The task:
Every record that follows should appear again in your answer, exactly the same.

Data supplied:
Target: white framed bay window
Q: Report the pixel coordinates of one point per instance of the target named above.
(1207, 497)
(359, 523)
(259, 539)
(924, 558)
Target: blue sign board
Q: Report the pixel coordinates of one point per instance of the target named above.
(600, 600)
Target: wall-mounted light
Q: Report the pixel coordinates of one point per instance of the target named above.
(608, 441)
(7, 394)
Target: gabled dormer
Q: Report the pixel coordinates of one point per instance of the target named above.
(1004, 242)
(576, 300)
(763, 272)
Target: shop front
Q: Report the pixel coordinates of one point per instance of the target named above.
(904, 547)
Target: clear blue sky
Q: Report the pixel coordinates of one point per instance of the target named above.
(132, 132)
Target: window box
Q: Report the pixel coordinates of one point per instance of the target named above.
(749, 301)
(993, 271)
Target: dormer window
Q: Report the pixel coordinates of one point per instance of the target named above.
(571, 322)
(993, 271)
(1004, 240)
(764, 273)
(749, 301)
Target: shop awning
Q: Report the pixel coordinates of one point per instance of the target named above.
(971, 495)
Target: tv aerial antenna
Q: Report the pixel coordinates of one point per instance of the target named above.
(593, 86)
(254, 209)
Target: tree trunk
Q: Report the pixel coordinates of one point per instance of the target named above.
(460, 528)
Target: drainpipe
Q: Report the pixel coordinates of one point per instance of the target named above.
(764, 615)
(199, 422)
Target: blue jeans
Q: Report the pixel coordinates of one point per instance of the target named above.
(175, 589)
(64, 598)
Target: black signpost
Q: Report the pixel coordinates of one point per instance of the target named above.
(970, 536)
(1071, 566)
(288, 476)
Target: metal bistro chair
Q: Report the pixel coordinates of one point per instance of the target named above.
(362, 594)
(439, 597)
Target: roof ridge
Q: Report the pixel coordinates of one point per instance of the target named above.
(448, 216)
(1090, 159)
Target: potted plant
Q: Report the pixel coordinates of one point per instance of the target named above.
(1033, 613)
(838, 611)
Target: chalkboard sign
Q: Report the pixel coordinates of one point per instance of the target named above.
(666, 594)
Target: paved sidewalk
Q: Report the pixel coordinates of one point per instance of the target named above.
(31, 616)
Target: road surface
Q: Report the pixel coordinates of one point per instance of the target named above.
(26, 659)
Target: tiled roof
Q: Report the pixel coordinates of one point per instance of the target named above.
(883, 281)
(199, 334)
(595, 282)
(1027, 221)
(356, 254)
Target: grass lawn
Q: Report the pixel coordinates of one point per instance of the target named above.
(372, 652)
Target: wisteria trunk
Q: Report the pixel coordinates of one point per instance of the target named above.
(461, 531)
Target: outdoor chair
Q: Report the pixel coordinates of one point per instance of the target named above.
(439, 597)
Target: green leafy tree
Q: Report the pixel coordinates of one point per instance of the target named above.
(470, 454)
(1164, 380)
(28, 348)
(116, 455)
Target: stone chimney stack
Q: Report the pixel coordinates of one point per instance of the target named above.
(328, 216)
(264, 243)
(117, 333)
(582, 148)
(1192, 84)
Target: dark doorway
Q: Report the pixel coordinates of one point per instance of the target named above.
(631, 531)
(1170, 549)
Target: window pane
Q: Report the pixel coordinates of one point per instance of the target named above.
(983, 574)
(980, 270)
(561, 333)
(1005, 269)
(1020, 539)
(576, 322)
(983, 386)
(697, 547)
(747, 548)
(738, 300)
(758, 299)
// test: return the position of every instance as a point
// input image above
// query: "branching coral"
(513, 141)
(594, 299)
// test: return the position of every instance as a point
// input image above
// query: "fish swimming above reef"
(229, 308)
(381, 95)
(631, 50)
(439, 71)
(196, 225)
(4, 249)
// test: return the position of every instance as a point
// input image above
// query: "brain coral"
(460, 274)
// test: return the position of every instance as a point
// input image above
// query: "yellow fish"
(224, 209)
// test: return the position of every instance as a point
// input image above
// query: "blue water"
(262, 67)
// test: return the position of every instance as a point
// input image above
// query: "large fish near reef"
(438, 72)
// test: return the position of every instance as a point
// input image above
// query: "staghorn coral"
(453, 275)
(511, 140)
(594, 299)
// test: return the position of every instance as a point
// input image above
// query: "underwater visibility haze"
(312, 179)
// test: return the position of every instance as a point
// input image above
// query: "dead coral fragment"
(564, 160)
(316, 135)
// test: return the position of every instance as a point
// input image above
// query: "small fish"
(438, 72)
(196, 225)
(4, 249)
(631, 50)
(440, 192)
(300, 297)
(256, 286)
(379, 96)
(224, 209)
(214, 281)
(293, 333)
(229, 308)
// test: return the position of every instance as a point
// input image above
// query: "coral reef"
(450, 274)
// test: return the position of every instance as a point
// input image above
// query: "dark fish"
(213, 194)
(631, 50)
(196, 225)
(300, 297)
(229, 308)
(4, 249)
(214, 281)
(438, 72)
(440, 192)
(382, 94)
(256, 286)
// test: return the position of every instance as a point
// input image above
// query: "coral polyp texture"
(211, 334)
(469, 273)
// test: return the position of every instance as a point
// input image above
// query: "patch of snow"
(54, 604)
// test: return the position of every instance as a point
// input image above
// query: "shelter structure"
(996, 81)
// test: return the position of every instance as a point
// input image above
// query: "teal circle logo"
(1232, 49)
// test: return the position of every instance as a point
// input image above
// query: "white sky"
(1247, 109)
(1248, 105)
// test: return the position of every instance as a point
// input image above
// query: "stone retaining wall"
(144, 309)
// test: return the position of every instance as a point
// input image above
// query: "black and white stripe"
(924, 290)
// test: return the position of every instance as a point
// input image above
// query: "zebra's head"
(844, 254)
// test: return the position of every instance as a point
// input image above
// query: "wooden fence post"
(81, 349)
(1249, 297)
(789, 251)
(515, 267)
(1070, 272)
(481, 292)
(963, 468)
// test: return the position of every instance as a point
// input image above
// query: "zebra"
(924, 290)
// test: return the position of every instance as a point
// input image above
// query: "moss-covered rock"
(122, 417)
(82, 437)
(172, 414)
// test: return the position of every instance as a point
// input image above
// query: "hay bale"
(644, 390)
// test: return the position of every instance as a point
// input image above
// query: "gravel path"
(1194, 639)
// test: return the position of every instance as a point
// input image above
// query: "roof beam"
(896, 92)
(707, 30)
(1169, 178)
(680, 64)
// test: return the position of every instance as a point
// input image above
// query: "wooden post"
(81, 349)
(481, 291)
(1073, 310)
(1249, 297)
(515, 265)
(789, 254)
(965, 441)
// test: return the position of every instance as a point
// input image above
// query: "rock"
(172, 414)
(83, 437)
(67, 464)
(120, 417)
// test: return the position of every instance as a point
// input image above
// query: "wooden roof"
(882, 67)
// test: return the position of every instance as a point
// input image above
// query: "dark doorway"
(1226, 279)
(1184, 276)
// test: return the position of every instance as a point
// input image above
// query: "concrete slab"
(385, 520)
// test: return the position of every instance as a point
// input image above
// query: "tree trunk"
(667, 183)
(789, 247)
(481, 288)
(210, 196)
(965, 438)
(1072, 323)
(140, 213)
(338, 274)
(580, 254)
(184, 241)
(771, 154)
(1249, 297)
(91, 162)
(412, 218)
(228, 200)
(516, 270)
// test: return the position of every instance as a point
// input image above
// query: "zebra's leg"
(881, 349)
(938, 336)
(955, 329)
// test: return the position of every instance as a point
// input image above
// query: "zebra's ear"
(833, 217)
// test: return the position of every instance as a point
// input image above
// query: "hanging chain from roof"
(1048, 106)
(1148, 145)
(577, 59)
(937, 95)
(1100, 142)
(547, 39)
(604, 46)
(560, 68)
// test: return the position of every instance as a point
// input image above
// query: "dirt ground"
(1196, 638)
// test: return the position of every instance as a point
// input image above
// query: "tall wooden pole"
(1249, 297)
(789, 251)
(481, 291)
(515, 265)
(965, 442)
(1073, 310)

Task result:
Target: white framed bay window
Q: Report the pixel coordinates of one point per instance of the target named above.
(1207, 497)
(359, 523)
(259, 539)
(924, 558)
Target: blue sign board
Q: Report the pixel coordinates of one point per instance of the target named above.
(600, 600)
Target: wall-mounted light
Q: Report the pixel coordinates of one point per instance of the target named above.
(608, 441)
(7, 394)
Target: gabled dormer
Q: Report the pixel coordinates of one point per instance of the target named above.
(1004, 242)
(576, 300)
(763, 272)
Target: shop front
Q: Report the pixel coordinates of one point per instance of the target named above.
(904, 547)
Target: clear blue sky
Q: Report the pixel coordinates of one point per instance of the target named above.
(132, 132)
Target: window box
Q: Report the pixel coordinates of one point per instance of the target named above.
(749, 301)
(993, 271)
Target: dormer window
Q: Report the pixel coordinates of one point per instance of the target named above.
(571, 322)
(993, 271)
(1004, 240)
(764, 273)
(749, 301)
Target: shop awning
Q: Report the pixel coordinates of one point per instance of the target named above.
(971, 495)
Target: tv aerial antenna
Q: Report the pixel coordinates of one point per instance of the target named above.
(593, 86)
(254, 209)
Target: tree trunk
Q: Report the pixel coordinates of one point per instance of the target named above.
(460, 528)
Target: drainpipe
Q: Report the pixel coordinates of one point per instance of the target named above.
(764, 615)
(199, 422)
Target: blue jeans
Q: Report the pixel coordinates of one point per instance of the target named above.
(175, 589)
(64, 598)
Target: black signpost
Q: Report the pixel coordinates of one point per instance of the target named above.
(970, 536)
(1071, 566)
(288, 476)
Target: metal bistro chair
Q: Report the pixel coordinates of one point per instance of the target named above.
(362, 594)
(439, 597)
Target: roof ridge
Q: Report the pixel coordinates of one point per instance of the target named above.
(448, 216)
(1090, 159)
Target: potted plant
Q: Report the pixel coordinates of one point per instance of the target named above.
(1033, 613)
(838, 611)
Target: chalkboard sign
Q: Report the pixel coordinates of one point per instance of the target named above.
(666, 594)
Target: paved sidewalk
Q: Report the pixel coordinates of one point per instance of the target named above.
(31, 616)
Target: road surface
Q: Report the pixel coordinates of one point per instance of the target named above.
(26, 659)
Target: tiled roof
Q: Report the pixel coordinates of one point per instance of the target named above.
(883, 281)
(199, 334)
(595, 282)
(1027, 221)
(356, 254)
Target: grass lawn
Q: Report the pixel coordinates of one point per instance of the target named above.
(372, 652)
Target: wisteria trunk
Q: Report the pixel coordinates of one point per instance of the target named above.
(461, 531)
Target: outdoor chair
Q: Report the pixel coordinates of one point per instance of the target named above.
(439, 597)
Target: green leafy tree
Q: Report the pixel coordinates of one point per instance of the target named above.
(470, 454)
(1164, 380)
(28, 348)
(116, 455)
Target: stone chimney stack
Q: Report the pixel coordinates of one point per instance of the target named above.
(328, 216)
(264, 243)
(117, 333)
(582, 148)
(1192, 84)
Target: dark doorway
Q: Report the pixel coordinates of one point per instance of the target named above.
(631, 531)
(1170, 549)
Target: window pane
Q: Report the pixel coordinates of one point per instance of the target named above.
(983, 574)
(980, 270)
(561, 333)
(1005, 269)
(1020, 539)
(576, 322)
(983, 386)
(697, 547)
(747, 548)
(738, 300)
(758, 299)
// test: return the position of every instance as a point
// input image above
// query: "branching coral"
(513, 141)
(594, 299)
// test: return the position of every instance as a point
// input image above
// query: "fish swimming above reef"
(229, 308)
(381, 95)
(631, 50)
(439, 71)
(196, 225)
(4, 249)
// test: return the position of every instance as a point
// input image above
// query: "brain coral"
(460, 274)
// test: return the position of every instance as a point
// input image above
// query: "yellow fish"
(224, 209)
// test: return the position of every instance as a point
// input image above
// query: "blue water"
(262, 67)
// test: return the position of every instance as a point
// input image above
// query: "large fish near reef"
(438, 72)
// test: return the position of every instance as a point
// input image above
// query: "staghorn coral"
(453, 275)
(511, 140)
(594, 299)
// test: return the position of every instance as a point
// input image above
// query: "underwater visibility haze"
(312, 179)
// test: return the position of every instance as a point
// input image above
// query: "dead coral fragment"
(564, 160)
(316, 135)
// test: return the position of every instance as a point
// input image above
// query: "small fish"
(438, 72)
(196, 225)
(4, 249)
(631, 50)
(440, 192)
(300, 297)
(256, 286)
(379, 96)
(224, 209)
(214, 281)
(293, 333)
(229, 308)
// test: return the position of every instance as a point
// input image above
// query: "coral reef"
(450, 274)
// test: return the position of every instance as a point
// input image above
// query: "dark fish"
(213, 194)
(631, 50)
(196, 225)
(300, 297)
(229, 308)
(4, 249)
(214, 281)
(438, 72)
(440, 192)
(382, 94)
(256, 286)
// test: return the position of every instance as a point
// input image above
// query: "coral polyp texture"
(211, 334)
(469, 273)
// test: return the position of every instance as a point
// input image above
// query: "patch of snow"
(54, 604)
// test: return the position of every instance as a point
// input image above
// query: "shelter structure"
(996, 81)
// test: return the position of every instance as a point
// input image above
// query: "teal circle logo"
(1232, 49)
// test: return the position of every instance as a point
// input image above
// query: "white sky"
(1247, 109)
(1248, 105)
// test: return the position of every instance as a point
// input image above
// query: "stone retaining wall"
(144, 309)
// test: return the position of every instance as a point
// input image above
// query: "black and white stripe"
(924, 290)
// test: return the position of every instance as a point
// input image above
// query: "zebra's head"
(844, 254)
// test: return the position of every instance as a point
// input image above
// query: "wooden fence post"
(81, 349)
(1249, 297)
(789, 251)
(515, 267)
(1070, 272)
(481, 292)
(963, 468)
// test: return the position of every instance as a point
// input image above
// query: "zebra"
(924, 290)
// test: return the position of every instance as a point
// input image above
// query: "moss-covered rock"
(122, 417)
(82, 437)
(172, 414)
// test: return the position of every instance as a point
// input image above
// query: "hay bale"
(644, 390)
// test: return the position of every instance as a point
// input image above
// query: "gravel path"
(1194, 639)
// test: return the position of every instance as a point
// input image above
// query: "roof beam"
(896, 92)
(707, 30)
(1169, 178)
(680, 64)
// test: return the position of every instance as a point
// input image above
// query: "wooden post"
(81, 349)
(481, 291)
(1073, 310)
(1249, 297)
(515, 265)
(789, 254)
(965, 441)
// test: return the position of every instance as a point
// input image above
// query: "rock"
(172, 414)
(83, 437)
(67, 464)
(120, 417)
// test: return the position of every instance as a point
// input image above
// query: "wooden roof"
(882, 67)
// test: return the position of every instance as a point
// input image above
// query: "dark doorway"
(1226, 279)
(1184, 276)
// test: return the position of every instance as a point
// input image above
// query: "concrete slab"
(385, 520)
// test: return the position of every instance as a point
// input image above
// query: "tree trunk"
(667, 183)
(789, 247)
(481, 288)
(210, 196)
(965, 438)
(1072, 323)
(140, 213)
(338, 274)
(580, 254)
(184, 241)
(771, 154)
(1249, 297)
(91, 162)
(412, 218)
(228, 200)
(516, 270)
// test: return the position of every instance as a point
// input image above
// query: "zebra's leg"
(881, 349)
(938, 336)
(955, 329)
// test: return the position of every instance as a point
// input image above
// query: "zebra's ear"
(833, 217)
// test: return the position of every instance as a point
// input image above
// query: "hanging chain from roof"
(1048, 106)
(1148, 145)
(577, 59)
(937, 95)
(1100, 142)
(547, 39)
(604, 46)
(560, 68)
// test: return the position of every instance as a point
// input image above
// query: "dirt ground"
(1196, 638)
// test: return the position of every instance as a point
// input image above
// query: "tall wooden pole"
(1249, 297)
(789, 251)
(481, 291)
(515, 265)
(965, 442)
(1073, 310)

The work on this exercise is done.